● **GIVEN EXERCISE**: Transcribe the material exactly. Images do not belong in the copy.

● **RECORDS SUPPLIED**:
* start *
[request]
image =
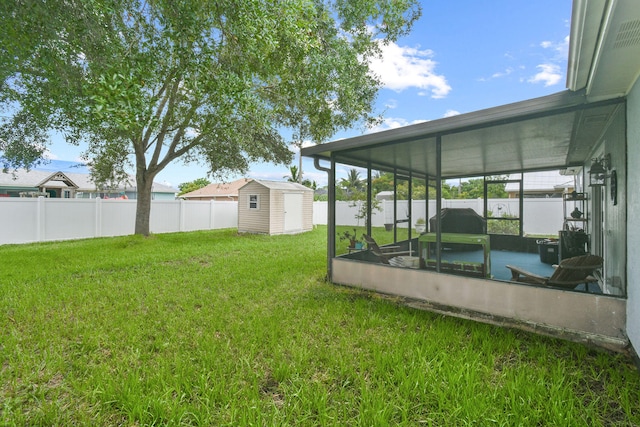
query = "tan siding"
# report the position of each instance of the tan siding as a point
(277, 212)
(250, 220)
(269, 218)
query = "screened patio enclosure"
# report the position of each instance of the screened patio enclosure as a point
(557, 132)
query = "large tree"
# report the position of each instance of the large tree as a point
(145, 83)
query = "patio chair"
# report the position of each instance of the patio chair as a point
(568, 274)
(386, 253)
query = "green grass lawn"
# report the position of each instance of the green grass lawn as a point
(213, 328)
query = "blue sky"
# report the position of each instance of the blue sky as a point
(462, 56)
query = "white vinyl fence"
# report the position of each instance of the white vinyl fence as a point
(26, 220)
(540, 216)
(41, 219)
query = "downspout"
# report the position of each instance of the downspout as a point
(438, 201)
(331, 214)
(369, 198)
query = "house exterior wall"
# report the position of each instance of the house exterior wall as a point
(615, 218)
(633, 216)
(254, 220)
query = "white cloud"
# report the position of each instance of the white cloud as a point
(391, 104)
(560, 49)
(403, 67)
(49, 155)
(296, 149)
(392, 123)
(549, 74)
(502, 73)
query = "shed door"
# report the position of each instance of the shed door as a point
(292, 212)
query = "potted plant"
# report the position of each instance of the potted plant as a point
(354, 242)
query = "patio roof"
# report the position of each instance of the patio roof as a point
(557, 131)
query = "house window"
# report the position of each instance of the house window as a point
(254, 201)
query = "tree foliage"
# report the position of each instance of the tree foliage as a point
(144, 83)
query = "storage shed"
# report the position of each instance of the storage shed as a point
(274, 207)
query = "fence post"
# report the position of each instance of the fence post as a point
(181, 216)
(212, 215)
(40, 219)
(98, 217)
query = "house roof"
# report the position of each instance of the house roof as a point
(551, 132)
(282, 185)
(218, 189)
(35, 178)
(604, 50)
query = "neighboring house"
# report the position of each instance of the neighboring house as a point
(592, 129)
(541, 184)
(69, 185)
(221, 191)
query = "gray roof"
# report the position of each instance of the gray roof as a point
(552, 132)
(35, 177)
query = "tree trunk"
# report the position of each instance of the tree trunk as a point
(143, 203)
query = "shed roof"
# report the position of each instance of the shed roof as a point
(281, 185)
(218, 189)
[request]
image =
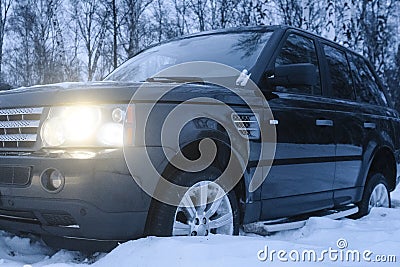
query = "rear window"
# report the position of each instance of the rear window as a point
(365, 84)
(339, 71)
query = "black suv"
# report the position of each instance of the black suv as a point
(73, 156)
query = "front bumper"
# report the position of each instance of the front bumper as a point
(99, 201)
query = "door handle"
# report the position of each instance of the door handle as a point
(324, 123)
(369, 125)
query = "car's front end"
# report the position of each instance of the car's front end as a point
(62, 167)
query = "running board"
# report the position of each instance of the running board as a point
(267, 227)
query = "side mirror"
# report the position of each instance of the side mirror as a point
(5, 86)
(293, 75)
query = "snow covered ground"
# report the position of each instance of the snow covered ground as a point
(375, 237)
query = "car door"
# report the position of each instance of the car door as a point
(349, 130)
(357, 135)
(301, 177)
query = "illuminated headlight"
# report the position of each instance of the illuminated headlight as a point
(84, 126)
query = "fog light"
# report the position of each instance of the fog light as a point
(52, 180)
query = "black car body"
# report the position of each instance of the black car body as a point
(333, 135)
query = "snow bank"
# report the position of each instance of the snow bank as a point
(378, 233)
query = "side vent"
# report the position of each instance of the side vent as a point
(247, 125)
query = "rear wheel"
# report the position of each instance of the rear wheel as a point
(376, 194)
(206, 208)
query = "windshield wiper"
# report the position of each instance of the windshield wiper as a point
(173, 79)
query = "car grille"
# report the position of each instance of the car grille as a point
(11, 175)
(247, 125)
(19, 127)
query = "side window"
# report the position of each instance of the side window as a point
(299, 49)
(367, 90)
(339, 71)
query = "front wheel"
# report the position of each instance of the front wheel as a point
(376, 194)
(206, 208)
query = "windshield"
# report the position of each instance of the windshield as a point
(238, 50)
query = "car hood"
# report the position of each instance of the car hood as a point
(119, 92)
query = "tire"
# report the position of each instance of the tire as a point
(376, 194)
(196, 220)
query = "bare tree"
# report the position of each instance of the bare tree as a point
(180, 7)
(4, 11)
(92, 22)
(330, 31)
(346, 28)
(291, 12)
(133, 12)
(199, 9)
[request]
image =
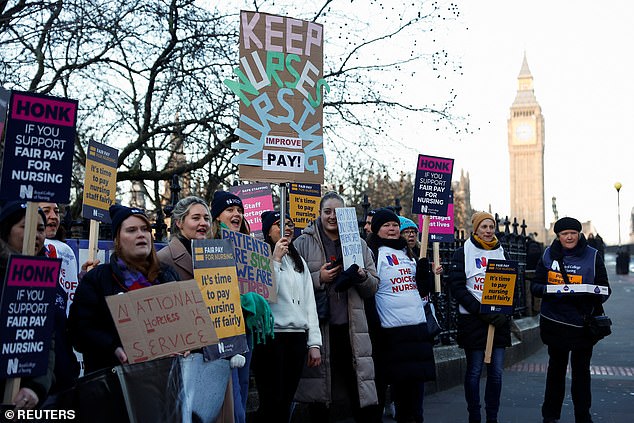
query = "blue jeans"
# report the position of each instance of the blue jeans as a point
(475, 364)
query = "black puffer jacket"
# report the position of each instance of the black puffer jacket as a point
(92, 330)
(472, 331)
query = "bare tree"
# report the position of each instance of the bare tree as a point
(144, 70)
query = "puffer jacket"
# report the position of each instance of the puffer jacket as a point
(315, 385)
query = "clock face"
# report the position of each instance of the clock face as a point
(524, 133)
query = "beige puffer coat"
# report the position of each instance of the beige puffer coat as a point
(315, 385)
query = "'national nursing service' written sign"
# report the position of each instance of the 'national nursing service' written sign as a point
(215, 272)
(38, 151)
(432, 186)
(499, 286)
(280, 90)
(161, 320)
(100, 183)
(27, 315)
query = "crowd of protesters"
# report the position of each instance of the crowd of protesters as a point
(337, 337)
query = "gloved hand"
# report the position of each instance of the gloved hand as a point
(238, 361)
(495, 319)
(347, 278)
* end *
● **FINISHED EXERCISE**:
[request]
image =
query = "tan siding"
# report the position of each instance of the tan siding as a point
(277, 212)
(250, 220)
(269, 218)
query = "screened patio enclosure"
# report the position of each instance of the screened patio enclosure as a point
(557, 132)
query = "large tree"
# report the position of each instance of the large tree as a point
(145, 83)
query = "patio chair"
# report the position of each instance of the patio chair as a point
(568, 274)
(386, 253)
query = "green grass lawn"
# report the position of each instance of the green grass lawn as a point
(213, 328)
query = "blue sky"
# report the position of each instance of the blue sky as a point
(462, 56)
query = "white vinyl fence"
# report the position of each instance of the white vinyl fence as a point
(26, 220)
(540, 216)
(41, 219)
query = "downspout"
# report the position of each instance of the downspout as a point
(438, 201)
(331, 214)
(369, 198)
query = "house exterior wall"
# report the position of each instance of the house exterior wall as a point
(615, 218)
(633, 216)
(254, 220)
query = "white cloud"
# report the position of each instance of the white cloud as a point
(391, 104)
(560, 49)
(403, 67)
(49, 155)
(296, 149)
(392, 123)
(549, 74)
(502, 73)
query = "shed door"
# report the position of each instance of the shed door as a point
(292, 212)
query = "potted plant"
# report the position of each instance of the potted plant as a point
(354, 242)
query = "patio roof"
# report the position of each instance of the patio roof as a point
(557, 131)
query = "house window"
# report the position of each instance of the house window as a point
(254, 201)
query = "tree foliage"
# report the position of each instance of the tree foliage as a point
(144, 83)
query = "storage shed"
# report the position of each instance of the storage shed as a point
(274, 207)
query = "fence post"
# report the position of each instance of the fence post as a point
(181, 216)
(212, 215)
(40, 219)
(98, 217)
query = "house roof"
# report the position of each instance of the house roof as a point
(551, 132)
(282, 185)
(218, 189)
(35, 178)
(604, 50)
query = "neighboring house"
# report the position of each instance of the neighboring house as a point
(592, 129)
(541, 184)
(69, 185)
(221, 191)
query = "gray roof"
# report the position of each instance of the gray roof as a point
(552, 132)
(35, 177)
query = "tree trunk"
# report the position of each instance of the tree trunk as a point
(143, 203)
query = "shed roof"
# report the position of each instance of the shed roof as a point
(281, 185)
(218, 189)
[request]
image =
query = "rear window"
# report the position of each instance of the rear window as a point
(365, 84)
(339, 71)
query = "black suv"
# report the position of each instance of the black suv as a point
(73, 156)
query = "front bumper"
# report the position of each instance of the front bumper as a point
(99, 201)
query = "door handle"
# report the position of each instance of the door handle as a point
(324, 123)
(369, 125)
query = "car's front end"
# report the position of each instance of the car's front end as a point
(62, 167)
query = "running board"
# report the position of each instance of the running board as a point
(267, 227)
query = "side mirror"
# report the position of each instance of the side mirror as a point
(5, 86)
(293, 75)
query = "snow covered ground"
# report the position of each instance of the snow covered ground as a point
(375, 237)
query = "car door"
# report the position of each instance of the car door as a point
(349, 130)
(357, 135)
(301, 177)
query = "illuminated headlight"
# report the position of each instance of the illuminated headlight as a point
(84, 126)
query = "fog light"
# report the position of each instance of the fog light as a point
(52, 180)
query = "black car body"
# report the position of each instance of the black car body as a point
(333, 135)
query = "snow bank"
# report the position of each instance of the snow bank as a point
(378, 233)
query = "side vent"
# report the position of each instance of the side vent as a point
(247, 125)
query = "rear wheel"
# report the position of each instance of the rear wheel as a point
(376, 194)
(206, 208)
query = "windshield wiper"
# report the position of each instance of the windshield wiper as a point
(173, 79)
query = "car grille"
# report the position of each instance of the car grille as a point
(11, 175)
(247, 125)
(19, 127)
query = "side window"
# report the position of each instance of the side window as a point
(299, 49)
(367, 90)
(339, 71)
query = "front wheel"
# report the position of each instance of the front wheel as a point
(376, 194)
(206, 208)
query = "windshield"
# report the position of each instance of the windshield as a point
(238, 50)
query = "car hood"
# report the position of each instance of the car hood as a point
(119, 92)
query = "tire"
# report the position of each instance of the tire as a point
(376, 194)
(196, 220)
query = "bare tree"
# report the position of each instance of the bare tree as a point
(180, 7)
(4, 11)
(92, 22)
(330, 31)
(346, 28)
(291, 12)
(133, 12)
(199, 9)
[request]
image =
query = "blue jeans"
# report the position of each instance of the blue jeans as a point
(475, 364)
query = "black puffer jacket"
# report the position of each instance of the black puffer jacket as a point
(92, 330)
(472, 331)
query = "bare tree"
# report the position of each instance of the bare tree as a point
(144, 70)
query = "puffer jacket"
# report the position of each instance of the puffer jacket as a point
(315, 385)
query = "clock face"
# report the position of each instance of the clock face as a point
(524, 133)
query = "beige puffer coat"
# report the position of each instance of the beige puffer coat as a point
(315, 385)
query = "'national nursing service' written sign"
# report the position of each instance of the 'national nursing service' written sign as a point
(215, 272)
(38, 151)
(432, 186)
(499, 286)
(280, 90)
(161, 320)
(100, 183)
(27, 315)
query = "crowd of protesters"
# report the position of each instance of the crowd of protesters as a point
(337, 337)
query = "gloved hand"
# report the position of each instance of the gloved hand as a point
(238, 361)
(495, 319)
(347, 278)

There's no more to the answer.